▶ **Problem statement**
Restate the complete material exactly.

** Begin **

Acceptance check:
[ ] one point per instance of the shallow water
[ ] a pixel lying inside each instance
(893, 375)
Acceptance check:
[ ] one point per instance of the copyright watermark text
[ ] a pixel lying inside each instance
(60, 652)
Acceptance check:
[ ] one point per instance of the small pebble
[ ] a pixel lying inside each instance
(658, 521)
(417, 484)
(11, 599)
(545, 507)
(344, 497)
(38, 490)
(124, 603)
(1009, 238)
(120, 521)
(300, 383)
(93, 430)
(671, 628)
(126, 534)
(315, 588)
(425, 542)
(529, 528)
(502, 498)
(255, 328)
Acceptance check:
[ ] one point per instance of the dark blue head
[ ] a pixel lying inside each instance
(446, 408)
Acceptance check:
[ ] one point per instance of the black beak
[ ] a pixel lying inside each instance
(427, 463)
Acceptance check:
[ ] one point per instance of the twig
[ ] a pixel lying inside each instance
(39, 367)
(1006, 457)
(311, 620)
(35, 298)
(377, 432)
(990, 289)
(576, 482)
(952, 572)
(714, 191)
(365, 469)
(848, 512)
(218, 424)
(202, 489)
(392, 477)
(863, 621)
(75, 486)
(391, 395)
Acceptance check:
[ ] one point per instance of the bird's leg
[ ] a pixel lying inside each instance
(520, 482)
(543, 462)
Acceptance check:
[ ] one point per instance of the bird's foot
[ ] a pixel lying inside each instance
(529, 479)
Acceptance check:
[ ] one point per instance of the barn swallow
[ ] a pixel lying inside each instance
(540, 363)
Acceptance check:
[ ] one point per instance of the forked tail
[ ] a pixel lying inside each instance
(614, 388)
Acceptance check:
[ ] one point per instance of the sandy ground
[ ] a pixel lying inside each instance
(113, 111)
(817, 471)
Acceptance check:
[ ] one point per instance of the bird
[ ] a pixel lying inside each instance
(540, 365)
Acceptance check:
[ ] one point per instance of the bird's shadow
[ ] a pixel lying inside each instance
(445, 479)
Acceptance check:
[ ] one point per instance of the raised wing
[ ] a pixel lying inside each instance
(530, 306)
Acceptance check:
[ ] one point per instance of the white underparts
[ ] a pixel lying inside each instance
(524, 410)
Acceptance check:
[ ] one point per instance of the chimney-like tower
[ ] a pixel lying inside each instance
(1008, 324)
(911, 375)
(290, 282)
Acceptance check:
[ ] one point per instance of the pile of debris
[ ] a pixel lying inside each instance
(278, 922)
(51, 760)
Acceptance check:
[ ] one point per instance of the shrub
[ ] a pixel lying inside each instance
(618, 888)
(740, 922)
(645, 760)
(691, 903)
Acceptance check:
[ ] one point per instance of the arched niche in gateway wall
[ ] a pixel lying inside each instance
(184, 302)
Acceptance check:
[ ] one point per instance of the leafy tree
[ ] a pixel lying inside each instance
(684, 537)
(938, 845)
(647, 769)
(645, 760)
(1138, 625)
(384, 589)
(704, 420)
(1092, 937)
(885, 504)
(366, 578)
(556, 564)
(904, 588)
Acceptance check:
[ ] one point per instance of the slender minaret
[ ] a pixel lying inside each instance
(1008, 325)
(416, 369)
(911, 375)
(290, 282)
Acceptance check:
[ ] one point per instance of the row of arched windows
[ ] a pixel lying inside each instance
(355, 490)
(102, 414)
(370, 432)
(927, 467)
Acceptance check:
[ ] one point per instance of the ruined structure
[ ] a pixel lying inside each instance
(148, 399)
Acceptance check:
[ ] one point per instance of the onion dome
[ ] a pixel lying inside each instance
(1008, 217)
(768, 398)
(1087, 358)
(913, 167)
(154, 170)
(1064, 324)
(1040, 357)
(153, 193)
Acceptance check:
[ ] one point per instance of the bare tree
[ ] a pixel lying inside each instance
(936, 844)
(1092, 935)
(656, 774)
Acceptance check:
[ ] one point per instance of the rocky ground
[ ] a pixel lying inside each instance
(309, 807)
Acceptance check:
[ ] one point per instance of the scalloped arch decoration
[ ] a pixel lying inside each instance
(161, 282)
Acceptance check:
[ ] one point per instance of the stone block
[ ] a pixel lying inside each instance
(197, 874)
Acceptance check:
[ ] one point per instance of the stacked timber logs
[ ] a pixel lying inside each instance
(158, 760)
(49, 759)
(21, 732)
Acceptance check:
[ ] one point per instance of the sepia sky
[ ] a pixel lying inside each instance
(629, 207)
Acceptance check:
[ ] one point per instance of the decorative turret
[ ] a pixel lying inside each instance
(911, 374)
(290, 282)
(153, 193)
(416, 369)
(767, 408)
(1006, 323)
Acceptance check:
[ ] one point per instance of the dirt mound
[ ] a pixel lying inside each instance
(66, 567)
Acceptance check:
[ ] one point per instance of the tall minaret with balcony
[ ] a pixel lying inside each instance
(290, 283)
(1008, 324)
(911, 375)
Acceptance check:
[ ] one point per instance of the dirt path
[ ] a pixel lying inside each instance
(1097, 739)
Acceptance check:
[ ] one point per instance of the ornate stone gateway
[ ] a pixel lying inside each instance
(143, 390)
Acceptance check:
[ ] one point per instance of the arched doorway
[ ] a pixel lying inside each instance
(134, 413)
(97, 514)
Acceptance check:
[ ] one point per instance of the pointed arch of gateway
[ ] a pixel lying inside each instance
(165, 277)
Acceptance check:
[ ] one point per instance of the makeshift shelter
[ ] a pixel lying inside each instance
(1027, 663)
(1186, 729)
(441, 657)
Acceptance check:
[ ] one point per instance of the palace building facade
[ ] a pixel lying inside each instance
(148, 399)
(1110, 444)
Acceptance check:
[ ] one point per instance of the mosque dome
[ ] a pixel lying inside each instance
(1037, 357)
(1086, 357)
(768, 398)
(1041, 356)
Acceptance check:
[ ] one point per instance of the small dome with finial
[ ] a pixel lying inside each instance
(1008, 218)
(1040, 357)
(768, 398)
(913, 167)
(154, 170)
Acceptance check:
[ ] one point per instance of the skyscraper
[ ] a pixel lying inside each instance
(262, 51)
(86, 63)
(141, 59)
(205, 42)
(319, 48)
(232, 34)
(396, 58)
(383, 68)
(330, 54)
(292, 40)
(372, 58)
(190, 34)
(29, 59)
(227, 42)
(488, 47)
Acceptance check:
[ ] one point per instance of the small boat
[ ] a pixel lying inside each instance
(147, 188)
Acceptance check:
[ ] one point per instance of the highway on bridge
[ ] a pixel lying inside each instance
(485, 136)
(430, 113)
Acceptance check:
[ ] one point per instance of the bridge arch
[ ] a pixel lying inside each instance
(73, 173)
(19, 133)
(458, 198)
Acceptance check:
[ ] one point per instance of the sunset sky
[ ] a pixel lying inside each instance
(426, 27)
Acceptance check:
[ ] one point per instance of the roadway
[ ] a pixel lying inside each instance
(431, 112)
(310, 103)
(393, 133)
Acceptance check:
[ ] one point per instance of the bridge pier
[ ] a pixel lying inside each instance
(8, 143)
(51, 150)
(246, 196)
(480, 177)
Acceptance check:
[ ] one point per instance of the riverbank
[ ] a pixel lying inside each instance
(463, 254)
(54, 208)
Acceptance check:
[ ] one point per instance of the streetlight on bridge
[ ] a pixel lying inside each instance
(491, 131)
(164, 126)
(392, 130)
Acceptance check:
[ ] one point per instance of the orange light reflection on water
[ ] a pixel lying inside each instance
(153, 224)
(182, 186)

** End **

▶ **Task result**
Acceptance check:
[ ] one point per instance of the shallow water
[ ] a pixel lying inside each instance
(893, 375)
Acceptance check:
[ ] one point per instance of the copyright watermark text
[ ] a pixel lying inside each instance
(60, 652)
Acceptance check:
[ ] one point per instance of the small pebble
[ ] a pixel lying inside each instance
(658, 521)
(417, 484)
(11, 599)
(545, 507)
(344, 497)
(38, 490)
(124, 603)
(1009, 238)
(120, 521)
(300, 383)
(93, 430)
(671, 628)
(126, 534)
(315, 588)
(425, 542)
(529, 528)
(502, 498)
(255, 328)
Acceptance check:
[ ] one point per instance of the dark blue head
[ ] a pixel lying inside each instance
(446, 408)
Acceptance check:
[ ] one point per instance of the black beak
[ ] a pixel lying inside each instance
(427, 463)
Acceptance check:
[ ] one point per instance of the twig
[ ] a pixel lying inside each instance
(39, 367)
(1006, 457)
(311, 620)
(35, 298)
(377, 432)
(990, 289)
(576, 482)
(952, 572)
(714, 191)
(365, 469)
(848, 512)
(218, 424)
(202, 489)
(392, 477)
(863, 621)
(75, 486)
(391, 395)
Acceptance check:
[ ] one point per instance of the bird's leg
[ ] a pixel lying inside each instance
(520, 482)
(543, 462)
Acceptance check:
[ ] one point per instance of the bird's foot
[ ] a pixel lying inside each instance
(529, 479)
Acceptance check:
[ ] one point per instance of the barn swallow
[ ] a pixel lying inside each instance
(540, 363)
Acceptance check:
[ ] one point per instance of the forked tail
[ ] a pixel lying inside each instance
(614, 388)
Acceptance check:
[ ] one point per instance of the sandy ground
[ ] a pixel lying inside each instance
(113, 111)
(817, 471)
Acceptance check:
[ ] one point per instance of the bird
[ ] a pixel lying inside each instance
(540, 365)
Acceptance check:
[ ] one point per instance of the bird's shadow
[ ] a pixel lying inside each instance
(445, 479)
Acceptance check:
[ ] one point per instance of the raised wing
[ ] a pixel lying inside each instance
(530, 306)
Acceptance check:
[ ] one point per instance of the white underparts
[ ] a pixel lying inside each instance
(524, 410)
Acceptance check:
[ ] one point per instance of the chimney-like tower
[ ] a pixel lying inside each instance
(1008, 324)
(911, 375)
(290, 282)
Acceptance check:
[ ] one point per instance of the pile of debris
[ ] a pixel lying inside each instance
(278, 922)
(51, 760)
Acceptance check:
[ ] one point per instance of the shrub
[ ] a pixel lying inside each instance
(618, 888)
(740, 922)
(645, 760)
(691, 903)
Acceptance check:
[ ] one point per instance of the arched niche in gateway wall
[ ] a pixel lying inside each instance
(184, 302)
Acceptance check:
[ ] one point per instance of the leafy tree
[ ] a pixel lying inside each instance
(684, 537)
(938, 845)
(647, 769)
(645, 760)
(1138, 625)
(384, 589)
(704, 420)
(1092, 937)
(885, 504)
(366, 578)
(556, 564)
(904, 588)
Acceptance check:
[ ] one point per instance of the slender minaret
[ ] a pixel lying inside each instance
(1008, 325)
(416, 369)
(911, 375)
(290, 282)
Acceptance check:
[ ] one point per instance of the row of arched windows
[ ] a pixel lying inside each instance
(355, 490)
(102, 414)
(370, 432)
(927, 467)
Acceptance check:
[ ] one point per instance of the ruined structure
[ ] a pixel lying inside each instance
(148, 399)
Acceptance check:
[ ] one point per instance of the onion dome
[ ] a pixel lying inside each instance
(1008, 217)
(768, 398)
(1087, 358)
(913, 167)
(154, 170)
(1064, 324)
(1040, 357)
(153, 193)
Acceptance check:
[ ] one point per instance of the bare tree
[ ] a pixel lying inside each instance
(936, 844)
(1092, 935)
(656, 774)
Acceptance check:
[ ] one point per instance of the rocky ground
[ ] a pixel lying inside each instance
(309, 807)
Acceptance check:
[ ] one point per instance of the scalloped arch decoration
[ ] a pixel lying inside each instance
(161, 282)
Acceptance check:
[ ] one point per instance of the stone block
[ ] a pixel lying inside each instance
(197, 874)
Acceptance check:
[ ] one point per instance of the stacked timber logs
[ ] a pixel lying inside each instance
(158, 760)
(49, 759)
(21, 732)
Acceptance check:
[ ] one point per instance of the sepia sky
[ ] a pixel lying inside each instance
(629, 207)
Acceptance check:
[ ] one point per instance of the decorative turret
[ ] a pixel lying inside each instance
(911, 374)
(290, 282)
(153, 193)
(416, 369)
(767, 408)
(1006, 323)
Acceptance check:
[ ] one point per instance of the dirt mound
[ ] a pixel lying inside each instance
(66, 567)
Acceptance check:
[ ] one point per instance of the tall minaret with balcony
[ ] a pixel lying inside each instance
(290, 283)
(1008, 324)
(911, 375)
Acceptance check:
[ ] one point per instance of the dirt path
[ ] a pixel lying inside each instance
(1097, 739)
Acceptance check:
[ ] one point per instance of the ornate stone gateway
[ ] a pixel lying inside each instance
(143, 390)
Acceptance check:
[ ] one point per instance of the arched doorway
[ ] a pixel lying inside each instance
(134, 413)
(97, 514)
Acceptance check:
[ ] one point per instance of the pointed arch of gateway
[ ] a pixel lying inside each instance
(165, 277)
Acceptance check:
[ ] one point per instance of the makeshift shelter
[ ] a pixel lying inside each instance
(1027, 663)
(1186, 729)
(441, 657)
Acceptance check:
[ ] one point per instance of the palace building facade
[ ] a pixel lying inside each instance
(148, 399)
(1110, 444)
Acceptance check:
[ ] one point per instance of the mosque dome
[ ] a pixel lying inside each instance
(1037, 357)
(1086, 357)
(768, 398)
(1041, 356)
Acceptance check:
[ ] one point per instance of the small dome with finial
[ ] a pixel lying inside each instance
(1008, 218)
(1040, 357)
(768, 398)
(913, 167)
(154, 170)
Acceptance check:
[ ] one point per instance of the skyscraper
[ ] a pixel lying inside each instance
(262, 51)
(86, 63)
(141, 59)
(205, 42)
(319, 48)
(232, 34)
(396, 58)
(383, 68)
(330, 54)
(292, 40)
(372, 58)
(190, 34)
(29, 59)
(227, 42)
(488, 47)
Acceptance check:
[ ] one point per instance of the small boat
[ ] a pixel lying inside each instance
(147, 188)
Acceptance check:
[ ] one point per instance of the highway on bridge
[ ] a pixel lying inside each instance
(485, 136)
(430, 113)
Acceptance check:
[ ] one point per instance of the bridge arch
[ ] a pixel lying inside each instance
(73, 173)
(19, 133)
(458, 198)
Acceptance check:
[ ] one point per instance of the sunset sky
[ ] a pixel lying inside each instance
(426, 27)
Acceptance check:
[ ] one point per instance of the roadway
[ ] a pixel lying inside each instance
(431, 112)
(310, 103)
(393, 133)
Acceptance check:
[ ] one point per instance of the bridge pier
[ ] a pixel lying inside each instance
(8, 143)
(51, 150)
(246, 196)
(480, 177)
Acceptance check:
[ ] one point per instance of the riverbank
[ ] a pixel lying inside each instance
(463, 254)
(54, 208)
Acceptance check:
[ ] one point per instance of the streetlight on bridge
[ ] a pixel lying inside each instance
(491, 131)
(164, 126)
(392, 130)
Acceptance check:
[ ] one point per instance of the orange light reflection on water
[ ] a pixel lying inside each instance
(153, 224)
(182, 186)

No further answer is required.